GOAL:
Give the checkout friction article again from "Friction is a killer" to "to buying it.", substituting "shopper" for "customer".

Reducing Customer Friction During Checkout

Sydney VaccaroEcommerce3 Comments


Checkout is just one step away from the finish line. You got the customer to your site, they viewed your products, liked what they saw, and now want to make a purchase. Unfortunately, this is where some merchants drop the ball, and friction is to blame. Here are a few tips and tricks to make to your ecommerce checkout as smooth as possible.

What Is Friction?

Friction is a killer for ecommerce – an estimated $1.8 trillion dollars is abandoned in shopping carts every year. Put simply, friction is anything that gets in the way of conversions. Kissmetrics breaks that definition down a little more, explaining that it can be anything from a slow-loading page to a typo in the checkout process. It can be a psychological reaction in the mind of the customer to colors or even a broken link on your “buy now” button.

Friction can slow down the conversion or stop it altogether. The goal is to make the process easy and obstacle free for your customer, so they can go from wanting your product to buying it.

Guest Checkouts are a Must

58.1% of customers won’t make it past the registration form, which includes those who are already a member and just don’t want to take the time to sign in. To help prevent this from happening, always give customers the option to check out as a guest. There is a downside to guest checkouts because you don’t get the information that comes from registering. If you do make the choice to require registration, more than half of customers will turn away from the purchase.

One way to make this transition as smooth as possible is to start every checkout as a guest, but give them a “register or login” option at the top of the page. This creates no obstacles if they just want to skip the registration and go straight to buying. Some of the information needed in the guest check out will overlap with the registration information. At the end of the checkout process you can offer to create an account. This will cut down on time it would take to register because most of the fields can be automatically filled by the information from the checkout process. Another option is to offer a social login alongside of the guest checkout, which can be connected through Facebook or another social site, can be helpful because it just takes one click to register. Social logins also help prevent fraudulent purchases, as the individual is verified via social presence.

Give Payment Options and Payment Security

Offer all the payment options you can. Customers have varying preferences of how they like to pay online. You don’t want to limit them or make them uneasy about using a method they aren’t comfortable with. Offering the standard credit and debit card options are great, but if you can add in PayPal checkout or Pay with Amazon, it is even better. PayPal and Amazon have become well known and trusted names so first time customers may feel more comfortable to checkout through them.

Coordinate annotation rows
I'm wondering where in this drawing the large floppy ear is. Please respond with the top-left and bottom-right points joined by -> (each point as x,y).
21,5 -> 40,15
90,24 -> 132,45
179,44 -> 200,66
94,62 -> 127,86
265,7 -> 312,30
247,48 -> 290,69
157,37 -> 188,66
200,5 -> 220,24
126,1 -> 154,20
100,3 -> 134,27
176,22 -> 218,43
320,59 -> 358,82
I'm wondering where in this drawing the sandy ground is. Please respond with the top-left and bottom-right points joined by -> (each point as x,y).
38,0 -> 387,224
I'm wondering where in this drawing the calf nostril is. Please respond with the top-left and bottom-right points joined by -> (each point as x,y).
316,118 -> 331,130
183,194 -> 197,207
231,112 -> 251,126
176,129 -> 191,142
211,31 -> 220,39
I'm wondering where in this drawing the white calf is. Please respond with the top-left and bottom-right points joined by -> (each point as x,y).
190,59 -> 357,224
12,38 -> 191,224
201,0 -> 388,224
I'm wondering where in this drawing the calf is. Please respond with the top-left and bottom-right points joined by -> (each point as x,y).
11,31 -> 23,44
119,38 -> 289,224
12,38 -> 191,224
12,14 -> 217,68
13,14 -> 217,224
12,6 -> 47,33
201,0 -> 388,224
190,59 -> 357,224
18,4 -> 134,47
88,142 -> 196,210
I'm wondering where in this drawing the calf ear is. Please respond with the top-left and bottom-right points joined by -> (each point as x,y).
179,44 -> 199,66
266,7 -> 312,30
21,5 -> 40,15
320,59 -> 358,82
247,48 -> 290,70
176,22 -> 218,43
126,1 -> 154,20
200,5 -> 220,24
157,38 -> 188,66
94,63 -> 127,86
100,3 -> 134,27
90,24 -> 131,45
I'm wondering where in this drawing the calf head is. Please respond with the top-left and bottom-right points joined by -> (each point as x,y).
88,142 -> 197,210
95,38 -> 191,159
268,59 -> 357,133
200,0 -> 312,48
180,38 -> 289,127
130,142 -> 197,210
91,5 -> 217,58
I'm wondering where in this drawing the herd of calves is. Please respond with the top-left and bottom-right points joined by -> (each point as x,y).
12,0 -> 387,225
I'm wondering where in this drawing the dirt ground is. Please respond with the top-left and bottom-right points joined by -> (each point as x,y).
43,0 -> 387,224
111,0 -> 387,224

--

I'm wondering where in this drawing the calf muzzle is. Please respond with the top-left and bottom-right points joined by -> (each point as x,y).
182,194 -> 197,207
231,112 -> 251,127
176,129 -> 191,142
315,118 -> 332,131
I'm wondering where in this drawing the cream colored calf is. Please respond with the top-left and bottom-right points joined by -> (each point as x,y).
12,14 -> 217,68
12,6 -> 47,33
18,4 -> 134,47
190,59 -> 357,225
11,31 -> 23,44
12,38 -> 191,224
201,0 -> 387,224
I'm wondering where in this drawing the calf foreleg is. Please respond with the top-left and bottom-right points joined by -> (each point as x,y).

---

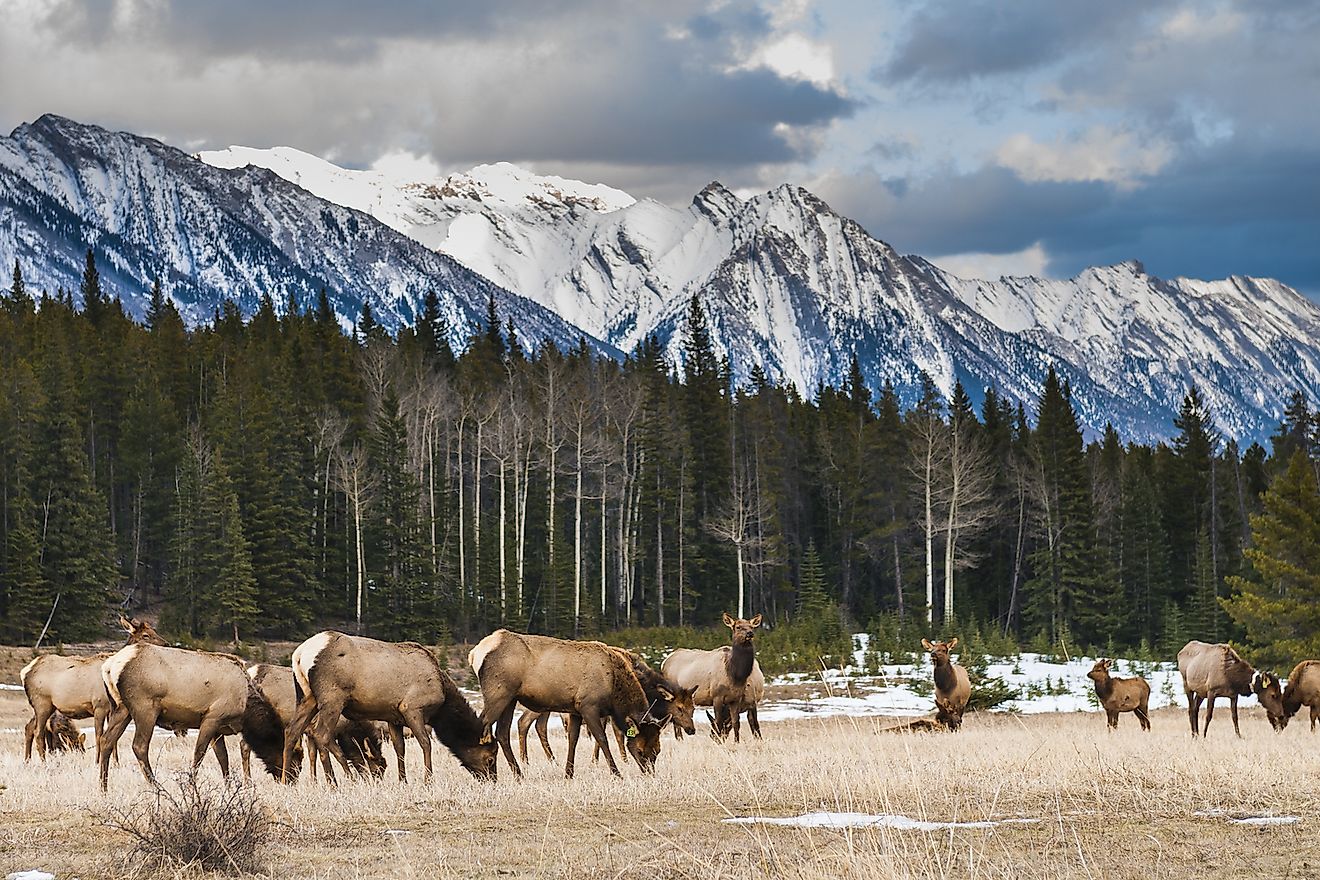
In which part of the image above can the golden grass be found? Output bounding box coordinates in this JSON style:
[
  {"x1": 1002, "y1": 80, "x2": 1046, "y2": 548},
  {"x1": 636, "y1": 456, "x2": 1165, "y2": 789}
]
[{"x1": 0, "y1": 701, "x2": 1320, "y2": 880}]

SOLUTION BELOW:
Friction is a killer for ecommerce – an estimated $1.8 trillion dollars is abandoned in shopping carts every year. Put simply, friction is anything that gets in the way of conversions. Kissmetrics breaks that definition down a little more, explaining that it can be anything from a slow-loading page to a typo in the checkout process. It can be a psychological reaction in the mind of the shopper to colors or even a broken link on your “buy now” button.

Friction can slow down the conversion or stop it altogether. The goal is to make the process easy and obstacle free for your shopper, so they can go from wanting your product to buying it.